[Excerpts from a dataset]
========

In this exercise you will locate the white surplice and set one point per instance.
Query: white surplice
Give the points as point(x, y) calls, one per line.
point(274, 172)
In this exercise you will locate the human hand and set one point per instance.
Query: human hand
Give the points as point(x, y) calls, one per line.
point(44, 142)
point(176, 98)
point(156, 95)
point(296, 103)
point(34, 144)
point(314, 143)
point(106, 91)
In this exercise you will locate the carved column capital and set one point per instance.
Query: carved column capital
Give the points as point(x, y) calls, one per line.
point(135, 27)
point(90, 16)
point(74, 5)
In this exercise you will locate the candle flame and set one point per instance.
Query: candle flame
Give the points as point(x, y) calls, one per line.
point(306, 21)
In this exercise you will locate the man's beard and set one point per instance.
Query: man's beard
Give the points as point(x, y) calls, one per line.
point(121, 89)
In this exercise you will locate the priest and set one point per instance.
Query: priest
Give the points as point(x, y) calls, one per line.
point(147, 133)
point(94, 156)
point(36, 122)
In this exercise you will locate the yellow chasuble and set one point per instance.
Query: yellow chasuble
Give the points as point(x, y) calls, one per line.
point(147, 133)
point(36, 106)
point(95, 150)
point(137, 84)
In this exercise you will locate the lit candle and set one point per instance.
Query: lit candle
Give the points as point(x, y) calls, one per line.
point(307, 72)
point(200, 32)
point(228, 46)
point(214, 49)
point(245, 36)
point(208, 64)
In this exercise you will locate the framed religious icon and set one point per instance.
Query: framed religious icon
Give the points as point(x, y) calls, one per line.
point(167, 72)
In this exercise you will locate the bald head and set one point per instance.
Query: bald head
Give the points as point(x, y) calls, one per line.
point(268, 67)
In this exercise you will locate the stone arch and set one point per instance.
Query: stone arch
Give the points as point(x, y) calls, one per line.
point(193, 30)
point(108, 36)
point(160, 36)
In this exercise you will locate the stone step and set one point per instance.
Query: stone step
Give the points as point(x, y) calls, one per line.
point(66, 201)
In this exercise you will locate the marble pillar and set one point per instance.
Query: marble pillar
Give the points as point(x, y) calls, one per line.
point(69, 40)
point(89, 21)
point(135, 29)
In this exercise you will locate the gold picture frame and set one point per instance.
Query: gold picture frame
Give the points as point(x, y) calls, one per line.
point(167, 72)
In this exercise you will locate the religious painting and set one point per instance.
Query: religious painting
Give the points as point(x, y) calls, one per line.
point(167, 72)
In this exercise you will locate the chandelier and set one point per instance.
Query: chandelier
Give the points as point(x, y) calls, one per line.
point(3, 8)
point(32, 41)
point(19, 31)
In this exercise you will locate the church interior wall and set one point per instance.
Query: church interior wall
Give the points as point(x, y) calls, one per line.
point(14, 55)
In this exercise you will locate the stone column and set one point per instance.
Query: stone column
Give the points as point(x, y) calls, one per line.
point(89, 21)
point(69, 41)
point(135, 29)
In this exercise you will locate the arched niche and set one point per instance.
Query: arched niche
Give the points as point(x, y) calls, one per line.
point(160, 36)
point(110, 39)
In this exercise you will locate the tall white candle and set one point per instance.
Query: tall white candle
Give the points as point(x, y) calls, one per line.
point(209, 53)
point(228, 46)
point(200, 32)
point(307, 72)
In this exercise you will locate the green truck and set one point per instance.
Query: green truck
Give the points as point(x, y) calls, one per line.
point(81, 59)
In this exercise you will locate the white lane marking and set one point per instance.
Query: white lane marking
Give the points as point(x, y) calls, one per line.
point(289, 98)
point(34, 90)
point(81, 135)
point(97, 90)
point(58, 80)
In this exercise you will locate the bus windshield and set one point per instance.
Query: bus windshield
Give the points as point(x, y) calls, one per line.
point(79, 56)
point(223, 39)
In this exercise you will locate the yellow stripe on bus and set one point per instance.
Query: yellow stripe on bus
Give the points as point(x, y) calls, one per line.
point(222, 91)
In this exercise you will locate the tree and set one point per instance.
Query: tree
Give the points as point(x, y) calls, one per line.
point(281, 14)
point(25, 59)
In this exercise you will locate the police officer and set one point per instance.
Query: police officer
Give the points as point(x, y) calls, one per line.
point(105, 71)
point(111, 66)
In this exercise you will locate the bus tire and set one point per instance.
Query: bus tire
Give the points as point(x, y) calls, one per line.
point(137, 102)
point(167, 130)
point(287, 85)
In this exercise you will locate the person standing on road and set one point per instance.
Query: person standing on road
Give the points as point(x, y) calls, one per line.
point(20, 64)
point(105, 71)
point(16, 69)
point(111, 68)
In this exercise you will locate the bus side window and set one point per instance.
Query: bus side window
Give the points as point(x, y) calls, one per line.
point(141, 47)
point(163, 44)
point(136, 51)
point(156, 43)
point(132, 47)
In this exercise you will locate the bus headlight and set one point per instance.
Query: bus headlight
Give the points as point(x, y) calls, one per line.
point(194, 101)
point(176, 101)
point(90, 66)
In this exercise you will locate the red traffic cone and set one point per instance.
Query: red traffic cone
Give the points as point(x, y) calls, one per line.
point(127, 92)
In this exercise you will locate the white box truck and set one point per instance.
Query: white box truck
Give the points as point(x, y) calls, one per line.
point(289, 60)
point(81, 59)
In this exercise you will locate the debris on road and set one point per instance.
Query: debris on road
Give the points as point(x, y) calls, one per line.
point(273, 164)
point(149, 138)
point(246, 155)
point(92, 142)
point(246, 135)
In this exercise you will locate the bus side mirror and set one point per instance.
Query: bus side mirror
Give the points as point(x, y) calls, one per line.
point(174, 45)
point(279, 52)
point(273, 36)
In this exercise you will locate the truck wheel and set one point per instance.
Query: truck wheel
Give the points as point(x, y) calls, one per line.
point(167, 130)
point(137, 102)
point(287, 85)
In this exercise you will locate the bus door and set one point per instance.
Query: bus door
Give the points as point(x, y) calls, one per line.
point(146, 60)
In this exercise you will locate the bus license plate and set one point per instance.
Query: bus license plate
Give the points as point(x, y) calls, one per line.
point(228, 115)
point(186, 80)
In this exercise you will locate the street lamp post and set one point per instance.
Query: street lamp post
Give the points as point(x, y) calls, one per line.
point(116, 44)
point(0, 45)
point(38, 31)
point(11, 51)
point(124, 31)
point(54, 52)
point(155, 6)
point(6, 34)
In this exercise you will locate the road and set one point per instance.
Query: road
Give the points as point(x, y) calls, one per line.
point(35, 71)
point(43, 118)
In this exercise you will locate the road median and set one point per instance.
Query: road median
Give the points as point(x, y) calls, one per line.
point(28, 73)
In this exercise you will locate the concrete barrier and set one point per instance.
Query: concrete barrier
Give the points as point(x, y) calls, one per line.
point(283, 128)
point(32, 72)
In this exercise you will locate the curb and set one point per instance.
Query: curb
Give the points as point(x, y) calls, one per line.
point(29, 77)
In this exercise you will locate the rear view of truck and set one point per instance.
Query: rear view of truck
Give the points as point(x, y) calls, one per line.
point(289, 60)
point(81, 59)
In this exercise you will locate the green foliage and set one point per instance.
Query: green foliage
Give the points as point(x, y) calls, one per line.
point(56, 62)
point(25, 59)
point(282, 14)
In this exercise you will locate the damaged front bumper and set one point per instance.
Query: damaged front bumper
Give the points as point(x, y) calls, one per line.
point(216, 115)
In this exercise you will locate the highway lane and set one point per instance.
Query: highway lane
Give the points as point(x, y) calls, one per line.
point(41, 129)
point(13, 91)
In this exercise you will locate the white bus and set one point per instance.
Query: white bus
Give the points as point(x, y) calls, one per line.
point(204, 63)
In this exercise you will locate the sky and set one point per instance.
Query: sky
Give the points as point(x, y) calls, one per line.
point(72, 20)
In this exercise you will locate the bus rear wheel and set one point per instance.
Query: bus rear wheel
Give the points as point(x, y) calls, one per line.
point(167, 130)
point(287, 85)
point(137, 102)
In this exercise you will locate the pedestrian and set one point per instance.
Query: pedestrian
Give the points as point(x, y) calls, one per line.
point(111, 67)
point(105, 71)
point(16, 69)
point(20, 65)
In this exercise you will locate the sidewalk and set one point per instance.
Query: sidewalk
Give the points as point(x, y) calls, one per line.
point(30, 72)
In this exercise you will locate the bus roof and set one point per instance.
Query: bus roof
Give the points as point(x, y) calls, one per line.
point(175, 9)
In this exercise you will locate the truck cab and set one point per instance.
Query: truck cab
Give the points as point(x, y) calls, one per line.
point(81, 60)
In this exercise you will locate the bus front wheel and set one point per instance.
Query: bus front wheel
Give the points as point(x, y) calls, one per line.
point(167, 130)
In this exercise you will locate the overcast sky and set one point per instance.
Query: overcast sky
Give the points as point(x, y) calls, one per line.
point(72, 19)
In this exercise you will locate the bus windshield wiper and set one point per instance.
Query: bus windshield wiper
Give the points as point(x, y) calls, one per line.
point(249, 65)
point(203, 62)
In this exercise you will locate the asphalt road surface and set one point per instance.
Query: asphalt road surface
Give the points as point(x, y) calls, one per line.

========

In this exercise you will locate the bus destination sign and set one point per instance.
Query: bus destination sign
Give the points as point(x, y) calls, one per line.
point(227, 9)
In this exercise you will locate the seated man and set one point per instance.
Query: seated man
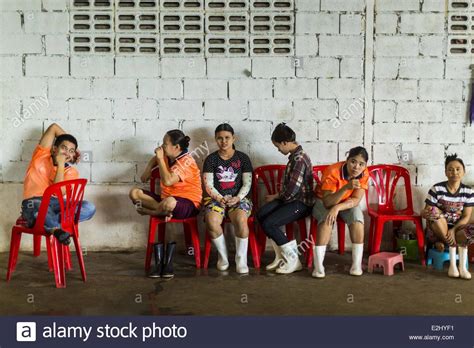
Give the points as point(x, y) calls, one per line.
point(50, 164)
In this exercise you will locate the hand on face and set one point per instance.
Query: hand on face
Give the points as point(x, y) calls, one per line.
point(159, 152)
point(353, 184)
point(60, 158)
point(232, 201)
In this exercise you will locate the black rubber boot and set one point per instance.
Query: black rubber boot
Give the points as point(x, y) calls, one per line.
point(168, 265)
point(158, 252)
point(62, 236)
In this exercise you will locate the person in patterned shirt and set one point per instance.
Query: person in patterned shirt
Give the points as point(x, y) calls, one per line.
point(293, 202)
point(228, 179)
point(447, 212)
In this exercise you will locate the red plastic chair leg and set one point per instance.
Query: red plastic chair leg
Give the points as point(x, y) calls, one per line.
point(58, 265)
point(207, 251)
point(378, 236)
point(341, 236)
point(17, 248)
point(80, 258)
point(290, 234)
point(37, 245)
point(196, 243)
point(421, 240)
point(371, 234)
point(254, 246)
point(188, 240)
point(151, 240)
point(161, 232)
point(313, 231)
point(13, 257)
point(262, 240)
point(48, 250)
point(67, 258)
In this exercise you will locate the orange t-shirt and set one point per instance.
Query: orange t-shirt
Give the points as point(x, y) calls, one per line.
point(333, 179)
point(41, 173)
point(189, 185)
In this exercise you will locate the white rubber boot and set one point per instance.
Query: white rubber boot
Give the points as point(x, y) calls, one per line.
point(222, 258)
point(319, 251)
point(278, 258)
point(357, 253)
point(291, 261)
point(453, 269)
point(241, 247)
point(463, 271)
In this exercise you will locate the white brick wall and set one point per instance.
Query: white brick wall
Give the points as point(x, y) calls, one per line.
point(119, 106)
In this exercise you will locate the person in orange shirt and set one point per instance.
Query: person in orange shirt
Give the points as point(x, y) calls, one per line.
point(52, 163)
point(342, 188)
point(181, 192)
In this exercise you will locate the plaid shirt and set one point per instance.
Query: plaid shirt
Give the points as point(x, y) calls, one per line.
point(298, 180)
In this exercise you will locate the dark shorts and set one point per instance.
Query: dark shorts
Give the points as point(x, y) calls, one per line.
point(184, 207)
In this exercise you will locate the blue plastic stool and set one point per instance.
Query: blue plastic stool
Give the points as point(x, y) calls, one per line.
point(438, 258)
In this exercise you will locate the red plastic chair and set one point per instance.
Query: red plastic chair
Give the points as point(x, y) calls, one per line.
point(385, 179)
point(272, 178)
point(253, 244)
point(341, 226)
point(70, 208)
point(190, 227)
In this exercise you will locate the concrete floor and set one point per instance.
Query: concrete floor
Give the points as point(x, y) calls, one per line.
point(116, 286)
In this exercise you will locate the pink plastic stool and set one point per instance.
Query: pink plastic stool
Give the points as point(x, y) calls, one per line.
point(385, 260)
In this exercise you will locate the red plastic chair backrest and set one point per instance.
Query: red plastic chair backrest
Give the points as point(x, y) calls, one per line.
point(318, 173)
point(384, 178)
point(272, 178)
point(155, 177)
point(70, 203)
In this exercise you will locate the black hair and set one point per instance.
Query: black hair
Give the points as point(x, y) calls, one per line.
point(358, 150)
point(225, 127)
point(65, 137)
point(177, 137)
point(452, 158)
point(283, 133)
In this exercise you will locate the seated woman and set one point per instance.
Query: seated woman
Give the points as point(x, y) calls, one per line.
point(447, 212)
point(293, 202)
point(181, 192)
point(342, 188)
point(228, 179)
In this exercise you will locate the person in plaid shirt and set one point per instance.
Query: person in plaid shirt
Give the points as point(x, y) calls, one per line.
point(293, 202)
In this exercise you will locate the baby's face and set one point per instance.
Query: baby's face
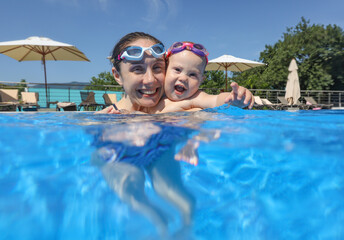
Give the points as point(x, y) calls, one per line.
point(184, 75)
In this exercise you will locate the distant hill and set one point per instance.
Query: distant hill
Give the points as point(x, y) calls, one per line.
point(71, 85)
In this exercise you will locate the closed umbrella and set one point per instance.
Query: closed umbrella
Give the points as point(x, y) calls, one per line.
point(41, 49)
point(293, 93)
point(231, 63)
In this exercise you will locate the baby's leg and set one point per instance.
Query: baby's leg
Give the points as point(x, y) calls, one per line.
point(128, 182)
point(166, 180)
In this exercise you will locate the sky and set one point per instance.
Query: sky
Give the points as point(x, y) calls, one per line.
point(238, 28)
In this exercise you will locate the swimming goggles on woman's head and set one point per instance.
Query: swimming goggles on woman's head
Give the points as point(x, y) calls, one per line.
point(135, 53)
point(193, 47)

========

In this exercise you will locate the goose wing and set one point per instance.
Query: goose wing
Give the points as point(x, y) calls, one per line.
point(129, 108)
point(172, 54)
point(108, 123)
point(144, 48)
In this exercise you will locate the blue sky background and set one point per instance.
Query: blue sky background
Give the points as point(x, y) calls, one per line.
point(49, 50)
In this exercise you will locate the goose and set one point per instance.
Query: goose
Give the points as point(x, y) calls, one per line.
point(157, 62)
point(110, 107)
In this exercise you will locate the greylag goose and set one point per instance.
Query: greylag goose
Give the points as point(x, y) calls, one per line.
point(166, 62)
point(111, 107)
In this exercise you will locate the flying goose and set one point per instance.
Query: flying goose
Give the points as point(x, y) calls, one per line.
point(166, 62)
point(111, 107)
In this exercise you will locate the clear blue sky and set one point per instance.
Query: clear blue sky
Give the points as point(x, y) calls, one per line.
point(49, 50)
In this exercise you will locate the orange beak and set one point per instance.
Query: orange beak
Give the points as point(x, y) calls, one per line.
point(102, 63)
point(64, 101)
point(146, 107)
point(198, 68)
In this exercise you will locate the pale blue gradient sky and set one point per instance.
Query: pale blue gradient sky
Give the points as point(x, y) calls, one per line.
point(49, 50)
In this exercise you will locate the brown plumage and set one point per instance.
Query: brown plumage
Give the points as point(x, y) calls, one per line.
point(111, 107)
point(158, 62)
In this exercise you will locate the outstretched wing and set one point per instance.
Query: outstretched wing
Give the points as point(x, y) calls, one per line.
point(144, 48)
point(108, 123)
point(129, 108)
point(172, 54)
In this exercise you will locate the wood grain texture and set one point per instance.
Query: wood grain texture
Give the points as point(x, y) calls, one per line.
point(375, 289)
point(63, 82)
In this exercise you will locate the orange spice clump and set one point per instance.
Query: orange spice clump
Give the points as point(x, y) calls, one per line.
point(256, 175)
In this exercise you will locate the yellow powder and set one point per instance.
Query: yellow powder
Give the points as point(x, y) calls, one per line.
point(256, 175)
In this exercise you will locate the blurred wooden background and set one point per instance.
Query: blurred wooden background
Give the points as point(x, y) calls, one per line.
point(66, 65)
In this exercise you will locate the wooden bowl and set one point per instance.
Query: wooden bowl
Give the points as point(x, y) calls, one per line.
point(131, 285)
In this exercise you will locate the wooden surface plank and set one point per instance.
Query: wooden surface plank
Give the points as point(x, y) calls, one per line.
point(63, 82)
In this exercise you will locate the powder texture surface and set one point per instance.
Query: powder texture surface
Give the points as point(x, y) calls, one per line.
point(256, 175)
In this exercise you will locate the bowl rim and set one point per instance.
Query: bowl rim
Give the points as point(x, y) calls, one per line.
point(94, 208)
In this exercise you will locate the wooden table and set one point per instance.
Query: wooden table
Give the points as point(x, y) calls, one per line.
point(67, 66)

========

Problem statement ::
Count each line above where the string "woman" occurs. Give the number only.

Exercise response ::
4